問題 ::
1. 天太玉命についての本文を読み、次の(a)〜(c)が本文と合っているかを「はい」か「いいえ」で答えてください。それぞれ、決め手となる本文の言葉を一字も変えずに抜き出して添えること。
(a) 記紀には、天太玉命がどこから出た神なのかが書かれている。
(b) 天岩戸神話で、天太玉命は天児屋根神とともに太占を行った。
(c) 天孫降臨のとき、天太玉命は五伴緒の一柱として瓊瓊杵神に従った。
2. 天太玉命についての本文が終わったところから、続きを書き足してください。

本文抜粋 ::

■表記
紀 … 太玉命
記 … 布刀玉命
古語拾遺 … 天太玉命


■概要
忌部氏の祖神であり、「古語拾遺」においては高皇産霊神の御子と書かれています(記紀には出自の記述無し)
古代の祭祀を司る神。天照大神の天岩戸神話に登場、立案された思兼神案の吉凶を占うために天児屋根神とともに太占を行いました。
そして八尺瓊勾玉(やさかにのまがたま)と八咫鏡を下げた「天香山」の「五百箇真賢木(いほつまさかき)」を捧げ持ち、天照大神が顔をのぞかせると一気に鏡を差し出しました。
記紀においては天児屋根神が重要な役割としていますが、「古語拾遺」ではその逆となっています。
天孫降臨の際にも登場、五伴緒(いつのともお)の一柱として瓊瓊杵神に従い随伴。
さらに天照大神の御魂が皇大神宮に鎮まる際には、天児屋根神とともに守護神となるよう指令されています。


■忌部五部神
天太玉命に従った五柱の神が各地に分布しました。

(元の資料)
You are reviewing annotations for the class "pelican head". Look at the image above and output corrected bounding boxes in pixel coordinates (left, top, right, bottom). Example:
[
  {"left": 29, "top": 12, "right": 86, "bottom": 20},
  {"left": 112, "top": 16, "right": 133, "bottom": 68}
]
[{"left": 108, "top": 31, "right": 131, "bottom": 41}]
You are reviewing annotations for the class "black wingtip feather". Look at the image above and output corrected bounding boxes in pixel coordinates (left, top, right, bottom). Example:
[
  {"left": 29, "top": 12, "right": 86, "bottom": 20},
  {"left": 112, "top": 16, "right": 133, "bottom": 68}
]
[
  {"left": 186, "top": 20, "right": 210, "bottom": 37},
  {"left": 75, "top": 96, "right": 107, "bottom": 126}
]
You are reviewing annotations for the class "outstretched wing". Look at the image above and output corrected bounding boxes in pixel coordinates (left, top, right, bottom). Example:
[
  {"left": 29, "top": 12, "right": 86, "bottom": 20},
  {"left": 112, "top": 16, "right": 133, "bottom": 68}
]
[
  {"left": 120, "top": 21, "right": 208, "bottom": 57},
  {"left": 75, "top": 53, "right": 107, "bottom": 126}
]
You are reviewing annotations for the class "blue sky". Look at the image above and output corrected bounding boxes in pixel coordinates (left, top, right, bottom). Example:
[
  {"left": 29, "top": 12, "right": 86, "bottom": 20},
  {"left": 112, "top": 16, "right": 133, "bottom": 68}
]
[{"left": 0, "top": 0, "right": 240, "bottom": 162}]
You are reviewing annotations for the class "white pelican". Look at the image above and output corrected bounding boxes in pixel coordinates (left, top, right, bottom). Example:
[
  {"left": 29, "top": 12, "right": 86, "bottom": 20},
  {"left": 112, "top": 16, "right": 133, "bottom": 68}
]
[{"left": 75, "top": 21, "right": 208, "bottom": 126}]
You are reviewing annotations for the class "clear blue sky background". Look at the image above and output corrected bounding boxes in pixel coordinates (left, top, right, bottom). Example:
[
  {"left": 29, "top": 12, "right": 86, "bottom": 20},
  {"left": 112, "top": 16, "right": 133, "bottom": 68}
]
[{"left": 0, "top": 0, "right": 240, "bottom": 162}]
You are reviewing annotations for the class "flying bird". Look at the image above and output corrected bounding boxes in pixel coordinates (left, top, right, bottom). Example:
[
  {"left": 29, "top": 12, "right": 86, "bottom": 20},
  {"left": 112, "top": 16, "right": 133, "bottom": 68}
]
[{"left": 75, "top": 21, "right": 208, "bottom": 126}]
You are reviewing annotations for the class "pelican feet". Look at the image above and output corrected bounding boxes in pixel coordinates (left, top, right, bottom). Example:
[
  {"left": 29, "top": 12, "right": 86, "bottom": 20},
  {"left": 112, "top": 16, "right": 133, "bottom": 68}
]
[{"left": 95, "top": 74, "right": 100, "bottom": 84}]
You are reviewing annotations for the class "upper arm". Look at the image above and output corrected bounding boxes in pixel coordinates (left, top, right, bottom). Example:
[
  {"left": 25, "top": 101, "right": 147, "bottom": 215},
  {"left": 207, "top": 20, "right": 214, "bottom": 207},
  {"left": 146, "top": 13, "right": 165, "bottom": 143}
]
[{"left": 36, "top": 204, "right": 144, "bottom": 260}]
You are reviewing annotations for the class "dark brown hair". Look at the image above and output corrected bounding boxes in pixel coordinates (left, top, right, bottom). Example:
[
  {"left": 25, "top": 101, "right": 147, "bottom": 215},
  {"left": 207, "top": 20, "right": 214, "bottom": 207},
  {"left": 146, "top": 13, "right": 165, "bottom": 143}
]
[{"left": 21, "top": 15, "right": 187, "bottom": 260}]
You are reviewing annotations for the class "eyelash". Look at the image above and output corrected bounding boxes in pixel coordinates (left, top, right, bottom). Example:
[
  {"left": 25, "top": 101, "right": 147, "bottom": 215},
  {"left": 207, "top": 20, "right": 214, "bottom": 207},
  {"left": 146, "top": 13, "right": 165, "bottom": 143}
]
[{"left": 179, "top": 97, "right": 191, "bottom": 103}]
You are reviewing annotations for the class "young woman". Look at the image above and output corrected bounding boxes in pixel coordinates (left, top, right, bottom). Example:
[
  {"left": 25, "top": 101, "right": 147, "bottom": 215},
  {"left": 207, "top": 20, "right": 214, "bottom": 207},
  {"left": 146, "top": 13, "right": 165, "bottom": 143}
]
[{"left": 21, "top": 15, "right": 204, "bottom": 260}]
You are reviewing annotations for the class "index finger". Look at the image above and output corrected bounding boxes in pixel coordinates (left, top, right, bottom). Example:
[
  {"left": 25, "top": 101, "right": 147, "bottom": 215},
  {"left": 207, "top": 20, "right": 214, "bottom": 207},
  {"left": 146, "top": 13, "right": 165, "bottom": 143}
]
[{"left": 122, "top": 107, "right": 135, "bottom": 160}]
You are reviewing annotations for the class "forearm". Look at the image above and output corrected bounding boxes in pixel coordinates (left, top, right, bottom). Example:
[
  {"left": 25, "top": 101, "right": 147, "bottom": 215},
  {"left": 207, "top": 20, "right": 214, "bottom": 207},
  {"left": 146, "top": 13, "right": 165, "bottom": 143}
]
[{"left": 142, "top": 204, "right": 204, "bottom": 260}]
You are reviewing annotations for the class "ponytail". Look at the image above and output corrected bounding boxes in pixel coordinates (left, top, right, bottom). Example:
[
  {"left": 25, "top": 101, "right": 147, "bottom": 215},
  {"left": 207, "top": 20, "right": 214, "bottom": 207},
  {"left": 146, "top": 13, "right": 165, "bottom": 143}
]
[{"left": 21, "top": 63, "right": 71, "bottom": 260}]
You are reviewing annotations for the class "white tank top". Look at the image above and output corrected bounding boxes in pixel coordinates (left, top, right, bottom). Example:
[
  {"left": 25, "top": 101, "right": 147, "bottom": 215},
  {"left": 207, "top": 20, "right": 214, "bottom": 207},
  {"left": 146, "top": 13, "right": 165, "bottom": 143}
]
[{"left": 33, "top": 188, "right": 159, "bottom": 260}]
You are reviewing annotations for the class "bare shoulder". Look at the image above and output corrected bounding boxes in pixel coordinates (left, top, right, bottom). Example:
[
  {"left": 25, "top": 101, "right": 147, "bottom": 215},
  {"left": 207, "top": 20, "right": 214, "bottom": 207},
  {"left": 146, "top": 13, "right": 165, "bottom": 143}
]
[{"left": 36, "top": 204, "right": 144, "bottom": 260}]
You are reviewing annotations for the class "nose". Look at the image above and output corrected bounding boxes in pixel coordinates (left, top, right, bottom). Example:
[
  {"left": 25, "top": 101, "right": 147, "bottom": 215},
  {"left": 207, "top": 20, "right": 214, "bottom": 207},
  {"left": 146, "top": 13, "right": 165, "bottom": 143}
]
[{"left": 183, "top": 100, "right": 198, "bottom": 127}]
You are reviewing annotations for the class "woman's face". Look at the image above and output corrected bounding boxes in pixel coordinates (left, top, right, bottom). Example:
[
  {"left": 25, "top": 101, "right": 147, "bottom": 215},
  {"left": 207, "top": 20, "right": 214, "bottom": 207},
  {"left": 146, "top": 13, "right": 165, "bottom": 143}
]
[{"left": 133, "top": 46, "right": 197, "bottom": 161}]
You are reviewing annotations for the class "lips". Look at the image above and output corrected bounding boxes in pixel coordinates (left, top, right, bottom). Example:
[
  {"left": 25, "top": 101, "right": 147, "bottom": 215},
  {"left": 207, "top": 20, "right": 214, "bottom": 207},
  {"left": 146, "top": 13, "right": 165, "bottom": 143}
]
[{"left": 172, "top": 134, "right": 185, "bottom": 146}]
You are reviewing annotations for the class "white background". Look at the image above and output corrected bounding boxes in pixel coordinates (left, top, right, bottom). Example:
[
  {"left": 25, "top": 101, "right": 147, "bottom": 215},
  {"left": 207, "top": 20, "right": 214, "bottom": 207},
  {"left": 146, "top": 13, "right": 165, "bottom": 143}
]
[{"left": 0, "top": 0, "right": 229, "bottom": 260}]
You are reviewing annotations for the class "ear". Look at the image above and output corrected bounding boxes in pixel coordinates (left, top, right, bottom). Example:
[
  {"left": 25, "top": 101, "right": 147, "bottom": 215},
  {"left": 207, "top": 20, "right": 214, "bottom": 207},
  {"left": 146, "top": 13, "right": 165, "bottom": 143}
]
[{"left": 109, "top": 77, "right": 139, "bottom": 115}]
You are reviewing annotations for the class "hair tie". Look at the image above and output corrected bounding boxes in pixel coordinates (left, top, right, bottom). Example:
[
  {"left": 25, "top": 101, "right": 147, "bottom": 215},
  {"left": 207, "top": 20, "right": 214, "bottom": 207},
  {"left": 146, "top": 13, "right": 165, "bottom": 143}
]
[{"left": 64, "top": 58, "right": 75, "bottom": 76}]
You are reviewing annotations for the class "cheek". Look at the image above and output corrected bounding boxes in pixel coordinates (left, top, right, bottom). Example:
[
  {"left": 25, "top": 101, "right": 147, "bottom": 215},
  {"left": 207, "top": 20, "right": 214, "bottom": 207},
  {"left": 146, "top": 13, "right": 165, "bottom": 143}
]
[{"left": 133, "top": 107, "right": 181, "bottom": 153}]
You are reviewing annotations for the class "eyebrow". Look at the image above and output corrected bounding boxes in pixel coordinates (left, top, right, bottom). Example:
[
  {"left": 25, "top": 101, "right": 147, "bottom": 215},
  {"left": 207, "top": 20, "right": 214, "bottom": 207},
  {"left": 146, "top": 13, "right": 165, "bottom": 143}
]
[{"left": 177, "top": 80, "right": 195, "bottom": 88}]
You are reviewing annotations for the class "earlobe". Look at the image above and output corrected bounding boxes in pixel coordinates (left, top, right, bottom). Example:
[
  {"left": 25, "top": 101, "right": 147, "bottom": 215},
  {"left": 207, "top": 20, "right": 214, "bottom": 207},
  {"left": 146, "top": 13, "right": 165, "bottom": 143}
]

解答 ::
1.
(a) いいえ。「記紀には出自の記述無し」
(b) はい。「天児屋根神とともに太占を行いました」
(c) はい。「五伴緒(いつのともお)の一柱として瓊瓊杵神に従い随伴」

2.
*天日鷲命→阿波忌部氏
*手置帆負命→讃岐忌部氏
*彦狭知命→紀伊忌部氏
*櫛明玉命→出雲国玉作氏
天目一箇命→筑紫・伊勢国忌部氏


■系譜
高皇産霊神の御子神(「古語拾遺」による)
天比理乃咩命を娶り天櫛耳命を生み、さらに天富命を生む。
また神魂神(神皇産霊神)の五代目に天背男命がおり、天日鷲翔矢命(天日鷲神と同神か)、櫛明玉命、天比理之咩命を産みました。
さらに天日鷲翔矢神には大麻比古命(津咋見命)、天白羽鳥、天羽鳥富命がいます(系譜はあくまで一つの説)


■祀られる神社(訪問済み社のみ)
[伊勢国度会郡] 七保神社(野原神社)

[丹波国] 多治神社
[大和国添上郡] 宇奈多理坐高御魂神社
[大和国添上郡] 穴栗神社(穴吹神社)
[大和国添上郡] 穴栗神社(春日大社 境内末社)

[大和国平群郡] 石床神社(右殿)
[大和国十市郡] 春日神社(桜井市戒重)
[大和国城上郡] 春日神社(桜井市脇本)

[大和国高市郡] 天太玉命神社

[大和国葛上郡] 七社神社(葛城市笛堂)

[大和国吉野郡] 太玉神社(奥越部)
[紀伊国名草郡] 鳴神社

[阿波国] 大麻比古神社

*配祀、相殿等で祀られる社
[遠江国] 蒲神明宮
[伊勢国鈴鹿郡] 椿岸神社(椿大神社別宮、配祀)
[伊勢国鈴鹿郡] 忍山神社(亀山市野村)(配祀)
[伊勢国度会郡] 豊受大神宮(外宮)(相殿)(記事未作成)
[伊賀国] 都美恵神社(合祀)
[伊賀国] 神戸神社(配祀)
[丹後国與謝郡] 須代神社

[丹後国加佐郡] 豊受大神社
[丹後国丹波郡] 比沼麻奈爲神社
[大和国城上郡] 春日神社(桜井市芝)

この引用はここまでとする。